_YOUR GOAL_. Return the full market commentary below, word for word.

_SOURCE PASSAGE_.
Everyone watching recent market activity closely should have noticed three changes in market leadership. First, a change in the precious metals momentum, as gold and silver lost their luster, even in the face of the revival of European sovereign debt woes. SPDR Gold Trust (NYSEARCA:GLD) lost close to 1%, while iShares Silver Trust (NYSEARCA:SLV) was virtually flat.
Second, there has been a shift in investor interest from high technology stocks that have powered the market rally since mid-November to defensive sectors like healthcare and pharmaceuticals. Amedisys (NASDAQ:AMED) was up 5 percent, Pfizer, Aetna (NYSE:AET) and UnitedHealth Group (NYSE:UNH) up 3.5 percent (UNH is trading at a 52-week high) and Merck (NYSE:MRK) was up 2 percent.
Third, there has been a change is within the technology sector, in which investor interest shifted from high-fliers like Apple (NASDAQ:AAPL), Google (NASDAQ:GOOG), IBM (NYSE:IBM), and Priceline.com (NASDAQ:PCLN) to laggards like Microsoft (NASDAQ:MSFT) that reported better than expected earnings on strong demand across its product lines, and eBay (NASDAQ:EBAY), which also reported strong earnings on robust demand for its PayPal services.
Five-day Performance (%)
While it isn't yet clear whether this market leadership change is part of a trend or simply an a statistical aberration, it is a stark reminder for investors that market returns converge to the economy's average rate of return. Whenever one sector is overbought, investors flee it for other sectors that are overlooked and underbought. That's why active investors should rebalance their portfolio accordingly.

_PROVIDED MATERIAL_.
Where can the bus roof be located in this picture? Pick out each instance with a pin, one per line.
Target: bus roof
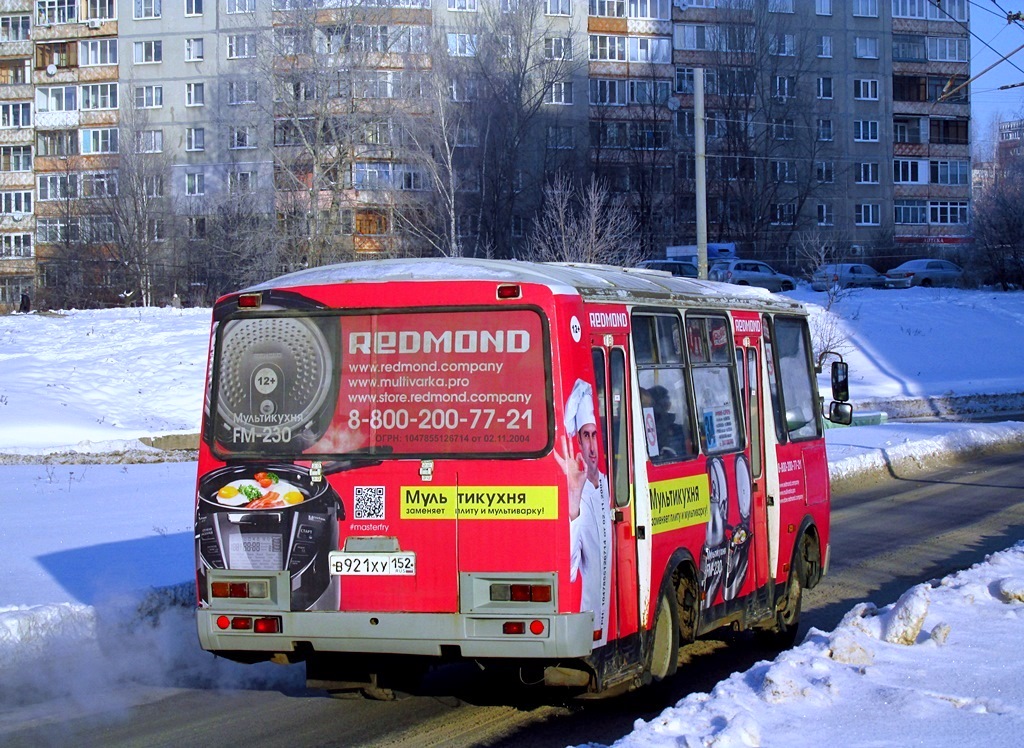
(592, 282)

...

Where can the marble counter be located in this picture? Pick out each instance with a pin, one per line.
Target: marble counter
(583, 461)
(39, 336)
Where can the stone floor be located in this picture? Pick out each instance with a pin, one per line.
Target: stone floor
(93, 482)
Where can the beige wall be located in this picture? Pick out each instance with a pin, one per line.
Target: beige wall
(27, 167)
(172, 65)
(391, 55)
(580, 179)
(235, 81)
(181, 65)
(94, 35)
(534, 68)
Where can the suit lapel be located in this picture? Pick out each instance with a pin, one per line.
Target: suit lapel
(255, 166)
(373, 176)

* * *

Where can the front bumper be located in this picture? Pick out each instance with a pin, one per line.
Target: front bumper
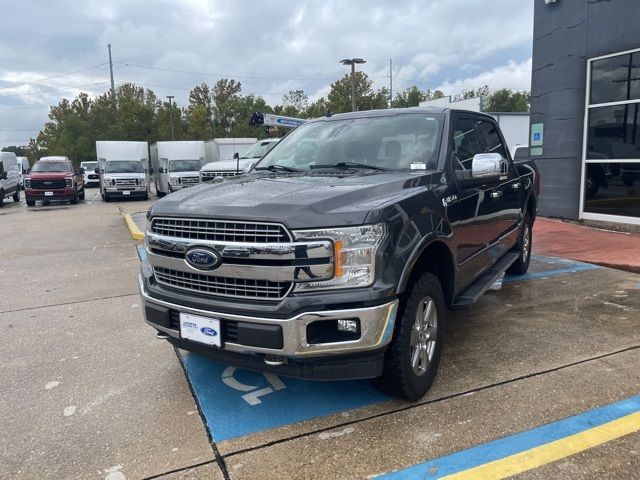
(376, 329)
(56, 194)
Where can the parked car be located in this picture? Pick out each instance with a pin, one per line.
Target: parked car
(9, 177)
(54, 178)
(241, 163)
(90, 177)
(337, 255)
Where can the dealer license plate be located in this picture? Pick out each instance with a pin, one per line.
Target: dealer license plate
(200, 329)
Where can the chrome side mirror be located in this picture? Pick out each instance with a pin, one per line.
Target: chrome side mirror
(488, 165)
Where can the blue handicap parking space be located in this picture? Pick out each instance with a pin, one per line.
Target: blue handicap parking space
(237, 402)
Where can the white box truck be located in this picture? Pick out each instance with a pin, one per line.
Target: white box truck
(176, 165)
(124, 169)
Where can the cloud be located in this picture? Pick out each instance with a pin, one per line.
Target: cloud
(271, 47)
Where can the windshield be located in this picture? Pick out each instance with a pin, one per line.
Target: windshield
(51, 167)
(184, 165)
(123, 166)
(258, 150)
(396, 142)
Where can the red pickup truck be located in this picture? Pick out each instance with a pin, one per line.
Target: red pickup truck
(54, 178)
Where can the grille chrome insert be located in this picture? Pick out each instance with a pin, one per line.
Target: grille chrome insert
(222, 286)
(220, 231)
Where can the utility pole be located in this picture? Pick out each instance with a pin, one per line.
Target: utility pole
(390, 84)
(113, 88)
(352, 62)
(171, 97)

_WRITTEN ANSWER_.
Everyone watching recent market activity closely should have noticed three changes in market leadership. First, a change in the precious metals momentum, as gold and silver lost their luster, even in the face of the revival of European sovereign debt woes. SPDR Gold Trust (NYSEARCA:GLD) lost close to 1%, while iShares Silver Trust (NYSEARCA:SLV) was virtually flat.
Second, there has been a shift in investor interest from high technology stocks that have powered the market rally since mid-November to defensive sectors like healthcare and pharmaceuticals. Amedisys (NASDAQ:AMED) was up 5 percent, Pfizer, Aetna (NYSE:AET) and UnitedHealth Group (NYSE:UNH) up 3.5 percent (UNH is trading at a 52-week high) and Merck (NYSE:MRK) was up 2 percent.
Third, there has been a change is within the technology sector, in which investor interest shifted from high-fliers like Apple (NASDAQ:AAPL), Google (NASDAQ:GOOG), IBM (NYSE:IBM), and Priceline.com (NASDAQ:PCLN) to laggards like Microsoft (NASDAQ:MSFT) that reported better than expected earnings on strong demand across its product lines, and eBay (NASDAQ:EBAY), which also reported strong earnings on robust demand for its PayPal services.
Five-day Performance (%)
While it isn't yet clear whether this market leadership change is part of a trend or simply an a statistical aberration, it is a stark reminder for investors that market returns converge to the economy's average rate of return. Whenever one sector is overbought, investors flee it for other sectors that are overlooked and underbought. That's why active investors should rebalance their portfolio accordingly.